Reproduce all the records word for word. Omit images.

____ Material provided

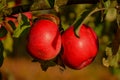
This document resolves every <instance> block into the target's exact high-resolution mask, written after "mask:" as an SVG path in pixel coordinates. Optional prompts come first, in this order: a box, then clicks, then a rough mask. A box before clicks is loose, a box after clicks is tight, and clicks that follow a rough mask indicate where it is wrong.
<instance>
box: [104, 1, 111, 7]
mask: <svg viewBox="0 0 120 80" xmlns="http://www.w3.org/2000/svg"><path fill="white" fill-rule="evenodd" d="M110 4H111V2H110V0H107V1H105V2H104V7H105V8H109V7H110Z"/></svg>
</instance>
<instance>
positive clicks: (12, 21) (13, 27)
mask: <svg viewBox="0 0 120 80" xmlns="http://www.w3.org/2000/svg"><path fill="white" fill-rule="evenodd" d="M8 23H9V24H10V26H11V27H12V29H13V30H15V29H16V26H15V23H14V22H13V21H11V20H9V21H8Z"/></svg>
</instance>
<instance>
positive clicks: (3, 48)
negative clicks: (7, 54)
mask: <svg viewBox="0 0 120 80" xmlns="http://www.w3.org/2000/svg"><path fill="white" fill-rule="evenodd" d="M3 50H4V47H3V44H2V42H1V41H0V67H1V66H2V64H3V60H4V57H3Z"/></svg>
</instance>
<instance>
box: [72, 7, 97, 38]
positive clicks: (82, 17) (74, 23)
mask: <svg viewBox="0 0 120 80" xmlns="http://www.w3.org/2000/svg"><path fill="white" fill-rule="evenodd" d="M94 11H95V10H94V9H89V10H85V11H84V12H83V13H82V14H81V16H80V17H79V18H78V19H77V20H76V21H75V22H74V23H73V26H74V32H75V35H76V37H78V38H79V37H80V35H79V31H80V28H81V25H82V24H83V23H84V21H86V19H87V18H88V17H89V16H90V15H92V14H93V13H94Z"/></svg>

________

§ **Solution to the exercise**
This document resolves every <instance> block into the target's exact high-resolution mask, written after "mask:" as an SVG path in pixel coordinates. Optional prompts come first, in this order: a box, then clicks, then a rough mask. A box before clicks is loose, a box after clicks is tight, and clicks that follow a rough mask indicate where it is wrong.
<instance>
box: [104, 1, 111, 7]
mask: <svg viewBox="0 0 120 80" xmlns="http://www.w3.org/2000/svg"><path fill="white" fill-rule="evenodd" d="M110 4H111V2H110V0H107V1H105V2H104V7H105V8H109V7H110Z"/></svg>
</instance>
<instance>
positive clicks: (12, 21) (13, 27)
mask: <svg viewBox="0 0 120 80" xmlns="http://www.w3.org/2000/svg"><path fill="white" fill-rule="evenodd" d="M8 23H9V24H10V26H11V27H12V29H13V30H15V29H16V26H15V23H14V22H13V21H11V20H9V21H8Z"/></svg>
</instance>
<instance>
positive clicks: (3, 48)
negative clicks: (7, 54)
mask: <svg viewBox="0 0 120 80" xmlns="http://www.w3.org/2000/svg"><path fill="white" fill-rule="evenodd" d="M3 50H4V47H3V44H2V42H1V41H0V67H1V66H2V64H3V60H4V57H3Z"/></svg>
</instance>
<instance>
box: [72, 7, 97, 38]
positive clicks: (82, 17) (74, 23)
mask: <svg viewBox="0 0 120 80" xmlns="http://www.w3.org/2000/svg"><path fill="white" fill-rule="evenodd" d="M94 11H95V10H94V9H89V10H85V11H84V12H83V13H82V14H81V16H80V17H79V18H78V19H77V20H76V21H75V22H74V23H73V26H74V32H75V35H76V37H78V38H79V37H80V35H79V31H80V28H81V25H82V24H83V23H84V21H86V19H87V18H88V17H89V16H90V15H92V14H93V13H94Z"/></svg>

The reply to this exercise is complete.